**Collection entries**
*** Block opens ***

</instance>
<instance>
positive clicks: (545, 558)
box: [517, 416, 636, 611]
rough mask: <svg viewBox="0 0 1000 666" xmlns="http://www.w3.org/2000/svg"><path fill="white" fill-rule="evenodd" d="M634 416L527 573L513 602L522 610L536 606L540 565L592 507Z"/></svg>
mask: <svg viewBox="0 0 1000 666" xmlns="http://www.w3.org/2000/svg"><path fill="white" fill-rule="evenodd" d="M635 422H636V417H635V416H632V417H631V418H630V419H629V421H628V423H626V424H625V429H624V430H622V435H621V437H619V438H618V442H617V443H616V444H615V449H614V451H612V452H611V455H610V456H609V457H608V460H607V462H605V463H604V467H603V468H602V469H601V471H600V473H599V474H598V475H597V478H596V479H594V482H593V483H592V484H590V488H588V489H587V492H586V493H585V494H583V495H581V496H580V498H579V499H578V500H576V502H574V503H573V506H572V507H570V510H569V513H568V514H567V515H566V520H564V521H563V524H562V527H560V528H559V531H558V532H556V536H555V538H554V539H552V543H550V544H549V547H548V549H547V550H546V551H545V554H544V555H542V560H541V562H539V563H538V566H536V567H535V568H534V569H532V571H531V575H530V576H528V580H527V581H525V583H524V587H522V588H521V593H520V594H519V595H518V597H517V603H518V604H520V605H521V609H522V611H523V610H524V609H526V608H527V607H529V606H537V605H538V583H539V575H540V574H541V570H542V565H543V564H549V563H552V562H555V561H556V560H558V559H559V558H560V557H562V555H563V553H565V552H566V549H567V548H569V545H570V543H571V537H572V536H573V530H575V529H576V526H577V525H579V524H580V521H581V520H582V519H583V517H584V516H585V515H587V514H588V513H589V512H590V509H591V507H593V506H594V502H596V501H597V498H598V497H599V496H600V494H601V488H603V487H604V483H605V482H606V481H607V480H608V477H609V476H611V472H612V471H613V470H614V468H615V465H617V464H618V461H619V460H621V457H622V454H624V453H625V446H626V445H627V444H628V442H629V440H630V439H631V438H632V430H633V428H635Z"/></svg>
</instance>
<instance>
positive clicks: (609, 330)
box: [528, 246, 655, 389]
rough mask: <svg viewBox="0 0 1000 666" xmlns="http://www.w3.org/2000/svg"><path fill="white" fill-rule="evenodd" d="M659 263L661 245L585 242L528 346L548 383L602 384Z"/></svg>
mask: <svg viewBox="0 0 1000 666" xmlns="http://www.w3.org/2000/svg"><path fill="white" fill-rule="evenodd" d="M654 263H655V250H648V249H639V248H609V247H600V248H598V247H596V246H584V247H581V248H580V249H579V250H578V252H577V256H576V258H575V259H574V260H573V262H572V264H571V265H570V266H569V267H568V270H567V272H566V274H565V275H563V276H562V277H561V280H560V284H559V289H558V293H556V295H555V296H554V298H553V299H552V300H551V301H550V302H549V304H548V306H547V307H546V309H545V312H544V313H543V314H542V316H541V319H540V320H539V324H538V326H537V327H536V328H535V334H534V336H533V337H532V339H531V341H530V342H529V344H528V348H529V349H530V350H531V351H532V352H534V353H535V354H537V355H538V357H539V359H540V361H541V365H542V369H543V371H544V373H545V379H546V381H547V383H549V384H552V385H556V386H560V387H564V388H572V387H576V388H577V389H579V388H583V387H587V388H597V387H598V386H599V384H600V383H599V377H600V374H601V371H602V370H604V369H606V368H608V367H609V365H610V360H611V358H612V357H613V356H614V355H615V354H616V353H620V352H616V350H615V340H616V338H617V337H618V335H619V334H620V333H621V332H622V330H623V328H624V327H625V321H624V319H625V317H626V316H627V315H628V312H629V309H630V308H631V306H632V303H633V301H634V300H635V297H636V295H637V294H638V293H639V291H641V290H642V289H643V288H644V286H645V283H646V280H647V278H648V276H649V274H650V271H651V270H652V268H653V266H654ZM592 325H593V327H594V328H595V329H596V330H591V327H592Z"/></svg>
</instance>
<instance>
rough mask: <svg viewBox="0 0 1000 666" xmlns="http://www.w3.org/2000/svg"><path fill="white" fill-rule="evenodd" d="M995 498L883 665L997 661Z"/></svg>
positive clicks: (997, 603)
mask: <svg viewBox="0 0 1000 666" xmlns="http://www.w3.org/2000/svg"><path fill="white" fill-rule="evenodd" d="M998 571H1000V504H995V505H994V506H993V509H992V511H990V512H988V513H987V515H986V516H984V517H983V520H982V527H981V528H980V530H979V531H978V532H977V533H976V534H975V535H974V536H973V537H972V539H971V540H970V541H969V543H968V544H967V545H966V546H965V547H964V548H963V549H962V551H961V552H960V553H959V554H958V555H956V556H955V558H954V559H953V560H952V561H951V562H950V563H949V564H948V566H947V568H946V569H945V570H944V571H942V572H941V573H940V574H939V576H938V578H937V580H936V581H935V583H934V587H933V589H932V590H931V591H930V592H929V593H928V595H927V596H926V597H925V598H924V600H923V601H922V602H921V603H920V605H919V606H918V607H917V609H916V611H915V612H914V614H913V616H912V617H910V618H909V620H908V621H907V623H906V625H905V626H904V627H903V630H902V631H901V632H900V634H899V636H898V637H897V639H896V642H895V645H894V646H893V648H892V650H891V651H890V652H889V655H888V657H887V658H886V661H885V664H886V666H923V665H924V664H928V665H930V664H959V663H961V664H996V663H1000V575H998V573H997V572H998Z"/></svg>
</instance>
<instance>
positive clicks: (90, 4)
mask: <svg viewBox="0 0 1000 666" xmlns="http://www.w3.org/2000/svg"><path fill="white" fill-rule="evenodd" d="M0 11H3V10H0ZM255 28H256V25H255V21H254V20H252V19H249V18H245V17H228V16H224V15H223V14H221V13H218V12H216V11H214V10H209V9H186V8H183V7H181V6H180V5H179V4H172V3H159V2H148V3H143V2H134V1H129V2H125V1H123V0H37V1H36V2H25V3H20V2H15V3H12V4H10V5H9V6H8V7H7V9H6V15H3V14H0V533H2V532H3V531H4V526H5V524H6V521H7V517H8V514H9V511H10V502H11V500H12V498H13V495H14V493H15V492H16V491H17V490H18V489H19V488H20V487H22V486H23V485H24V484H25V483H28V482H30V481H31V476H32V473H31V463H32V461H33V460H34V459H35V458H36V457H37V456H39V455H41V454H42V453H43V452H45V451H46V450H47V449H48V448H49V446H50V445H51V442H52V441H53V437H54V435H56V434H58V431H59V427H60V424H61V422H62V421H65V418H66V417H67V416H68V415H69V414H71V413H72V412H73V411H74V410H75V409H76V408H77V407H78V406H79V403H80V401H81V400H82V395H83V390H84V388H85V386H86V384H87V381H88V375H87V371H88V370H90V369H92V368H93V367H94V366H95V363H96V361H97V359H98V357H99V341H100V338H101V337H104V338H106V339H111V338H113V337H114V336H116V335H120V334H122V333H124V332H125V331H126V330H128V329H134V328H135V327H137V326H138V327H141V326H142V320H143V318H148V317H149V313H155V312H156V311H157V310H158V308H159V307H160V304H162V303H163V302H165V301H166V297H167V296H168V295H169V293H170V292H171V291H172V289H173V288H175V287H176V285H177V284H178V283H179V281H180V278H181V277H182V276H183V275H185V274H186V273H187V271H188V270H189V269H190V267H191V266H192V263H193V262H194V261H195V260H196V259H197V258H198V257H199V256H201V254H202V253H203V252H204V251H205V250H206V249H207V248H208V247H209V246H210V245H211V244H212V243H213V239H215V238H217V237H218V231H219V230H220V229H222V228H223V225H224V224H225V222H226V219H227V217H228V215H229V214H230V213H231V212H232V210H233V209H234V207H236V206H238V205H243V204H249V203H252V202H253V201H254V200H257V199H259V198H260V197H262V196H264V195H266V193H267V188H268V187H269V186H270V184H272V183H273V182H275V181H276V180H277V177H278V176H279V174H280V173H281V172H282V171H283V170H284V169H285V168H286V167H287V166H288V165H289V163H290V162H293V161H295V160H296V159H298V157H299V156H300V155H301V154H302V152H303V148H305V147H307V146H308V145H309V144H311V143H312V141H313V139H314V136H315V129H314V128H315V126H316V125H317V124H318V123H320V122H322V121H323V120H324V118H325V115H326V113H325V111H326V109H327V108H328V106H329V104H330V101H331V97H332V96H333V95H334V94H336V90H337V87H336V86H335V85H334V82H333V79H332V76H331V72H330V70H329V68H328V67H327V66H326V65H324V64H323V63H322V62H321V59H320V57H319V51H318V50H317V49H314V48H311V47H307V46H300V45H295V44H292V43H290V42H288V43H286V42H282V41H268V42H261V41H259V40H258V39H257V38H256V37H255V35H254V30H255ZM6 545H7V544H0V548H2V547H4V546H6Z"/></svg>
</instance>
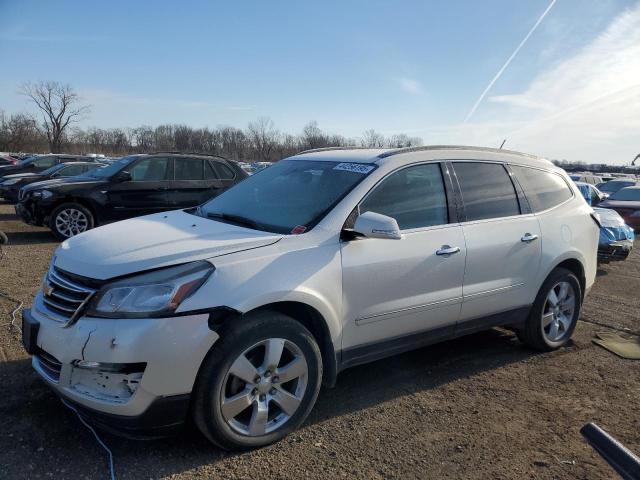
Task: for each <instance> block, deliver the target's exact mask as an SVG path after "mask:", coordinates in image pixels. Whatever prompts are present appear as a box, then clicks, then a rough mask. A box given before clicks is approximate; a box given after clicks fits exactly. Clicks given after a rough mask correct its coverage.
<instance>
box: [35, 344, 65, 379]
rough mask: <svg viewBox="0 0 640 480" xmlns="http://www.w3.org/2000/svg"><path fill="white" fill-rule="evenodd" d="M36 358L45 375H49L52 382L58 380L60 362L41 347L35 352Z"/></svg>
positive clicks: (59, 361)
mask: <svg viewBox="0 0 640 480" xmlns="http://www.w3.org/2000/svg"><path fill="white" fill-rule="evenodd" d="M36 358H37V359H38V364H39V365H40V368H41V369H42V371H43V372H44V373H45V375H46V376H47V377H49V378H50V379H51V380H53V381H54V382H57V381H59V380H60V370H61V369H62V363H60V361H59V360H58V359H57V358H56V357H54V356H53V355H50V354H49V353H47V352H45V351H44V350H42V349H39V350H38V352H37V353H36Z"/></svg>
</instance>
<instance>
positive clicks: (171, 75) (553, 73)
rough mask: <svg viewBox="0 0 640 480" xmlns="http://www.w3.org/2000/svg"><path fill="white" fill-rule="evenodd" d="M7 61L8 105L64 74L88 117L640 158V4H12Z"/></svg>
mask: <svg viewBox="0 0 640 480" xmlns="http://www.w3.org/2000/svg"><path fill="white" fill-rule="evenodd" d="M549 7H551V8H549ZM545 12H546V15H545V16H544V17H543V18H542V20H540V19H541V16H542V15H543V13H545ZM536 23H537V24H538V25H537V27H536V28H535V29H534V28H533V27H534V26H535V25H536ZM532 29H533V31H532ZM525 39H526V41H524V43H523V40H525ZM519 46H520V48H519V50H518V51H517V54H516V55H515V56H513V54H514V52H515V51H516V49H517V48H518V47H519ZM510 57H513V58H512V59H511V61H510V62H509V63H508V64H507V65H506V67H505V62H507V60H508V59H509V58H510ZM0 65H2V66H3V68H2V74H1V75H0V109H3V110H4V111H5V112H7V113H14V112H21V111H30V112H33V113H35V110H33V107H32V106H31V105H30V104H29V103H28V101H27V99H26V98H25V97H23V96H21V95H19V94H18V87H19V85H20V84H21V83H23V82H27V81H32V82H33V81H39V80H55V81H58V82H62V83H68V84H70V85H72V86H73V87H74V88H75V89H76V90H77V91H78V93H79V94H80V95H81V97H82V98H83V100H84V101H85V102H86V103H87V104H90V105H91V113H90V114H89V115H88V116H87V117H86V118H85V119H84V120H83V121H82V124H81V126H83V127H88V126H97V127H103V128H109V127H136V126H140V125H151V126H156V125H159V124H163V123H181V124H187V125H191V126H194V127H204V126H208V127H215V126H219V125H232V126H236V127H240V128H243V127H246V125H247V123H248V122H250V121H252V120H254V119H256V118H258V117H262V116H268V117H270V118H271V119H272V120H273V121H274V122H275V124H276V126H277V127H278V128H279V129H280V130H282V131H284V132H287V133H298V132H300V131H301V130H302V128H303V127H304V125H305V124H307V123H308V122H309V121H311V120H315V121H317V122H318V124H319V126H320V127H321V128H322V129H323V130H325V131H328V132H330V133H337V134H342V135H345V136H347V137H354V138H356V137H359V136H361V135H362V133H363V132H364V131H365V130H367V129H371V128H373V129H375V130H377V131H379V132H381V133H383V134H385V135H392V134H395V133H407V134H409V135H410V136H419V137H421V138H422V139H423V141H424V143H425V144H465V145H480V146H493V147H497V146H499V145H500V144H501V143H502V141H503V140H504V139H506V143H505V148H510V149H513V150H521V151H525V152H529V153H533V154H537V155H542V156H546V157H548V158H554V159H566V160H569V161H585V162H598V163H615V164H625V163H629V162H630V161H631V160H632V159H633V157H634V156H635V155H636V154H637V153H639V152H640V1H637V0H633V1H632V0H557V1H552V0H517V1H515V0H482V1H476V0H466V1H463V0H449V1H444V0H442V1H414V0H412V1H409V0H407V1H400V0H398V1H380V0H349V1H345V0H343V1H333V0H323V1H322V2H318V1H316V2H300V1H293V0H292V1H285V0H282V1H277V2H264V1H248V0H247V1H236V2H228V1H227V2H222V1H201V2H198V1H193V2H189V1H180V2H176V1H166V0H156V1H154V2H150V1H149V2H143V1H135V2H132V1H130V0H129V1H117V0H109V1H108V2H87V1H86V0H85V1H64V0H59V1H56V2H51V1H45V0H42V1H31V0H16V1H14V0H0ZM492 81H493V82H492ZM490 84H491V86H490V88H489V89H488V90H487V91H486V92H485V90H486V89H487V87H488V86H489V85H490ZM483 92H485V94H484V96H483ZM476 104H477V108H474V105H476Z"/></svg>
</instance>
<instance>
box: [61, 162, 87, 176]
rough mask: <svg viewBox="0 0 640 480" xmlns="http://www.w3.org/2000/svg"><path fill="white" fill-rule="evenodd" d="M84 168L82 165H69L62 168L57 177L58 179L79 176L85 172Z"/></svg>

*** Block closes ***

**PROBLEM DETAILS**
Please output the exact lines of the records above, beginning with the first and stopping after the line that holds "box: [528, 246, 655, 389]", and nothing else.

**EXERCISE RESPONSE**
</instance>
<instance>
positive clicks: (545, 558)
box: [517, 416, 636, 611]
rough mask: <svg viewBox="0 0 1000 666" xmlns="http://www.w3.org/2000/svg"><path fill="white" fill-rule="evenodd" d="M634 416L527 573L513 602L522 610L536 606L540 565L592 507Z"/></svg>
mask: <svg viewBox="0 0 1000 666" xmlns="http://www.w3.org/2000/svg"><path fill="white" fill-rule="evenodd" d="M635 422H636V417H635V416H632V417H631V418H630V419H629V421H628V423H626V424H625V429H624V430H622V435H621V437H619V438H618V442H617V443H616V444H615V449H614V451H612V452H611V455H610V456H609V457H608V460H607V462H605V463H604V467H603V468H602V469H601V471H600V473H599V474H598V475H597V478H596V479H594V482H593V483H592V484H590V488H588V489H587V492H586V493H585V494H583V495H581V496H580V498H579V499H578V500H576V502H574V503H573V506H572V507H570V510H569V513H568V514H567V515H566V520H564V521H563V524H562V527H560V528H559V531H558V532H556V536H555V538H554V539H552V543H550V544H549V547H548V549H547V550H546V551H545V554H544V555H542V560H541V562H539V563H538V566H536V567H535V568H534V569H532V571H531V575H530V576H528V580H527V581H525V583H524V587H522V588H521V593H520V594H519V595H518V597H517V603H518V604H520V605H521V609H522V611H523V610H524V609H526V608H527V607H529V606H537V605H538V583H539V575H540V574H541V570H542V565H543V564H549V563H552V562H555V561H556V560H558V559H559V558H560V557H562V555H563V553H565V552H566V549H567V548H569V545H570V543H571V537H572V536H573V530H575V529H576V526H577V525H579V524H580V521H581V520H582V519H583V517H584V516H585V515H587V514H588V513H589V512H590V509H591V507H593V506H594V502H596V501H597V498H598V497H599V496H600V494H601V488H603V487H604V483H605V482H606V481H607V480H608V477H609V476H611V472H612V471H613V470H614V468H615V465H617V464H618V461H619V460H621V457H622V454H624V453H625V446H626V445H627V444H628V442H629V440H630V439H631V438H632V430H633V428H635Z"/></svg>
</instance>
<instance>
positive clicks: (609, 330)
box: [528, 246, 655, 389]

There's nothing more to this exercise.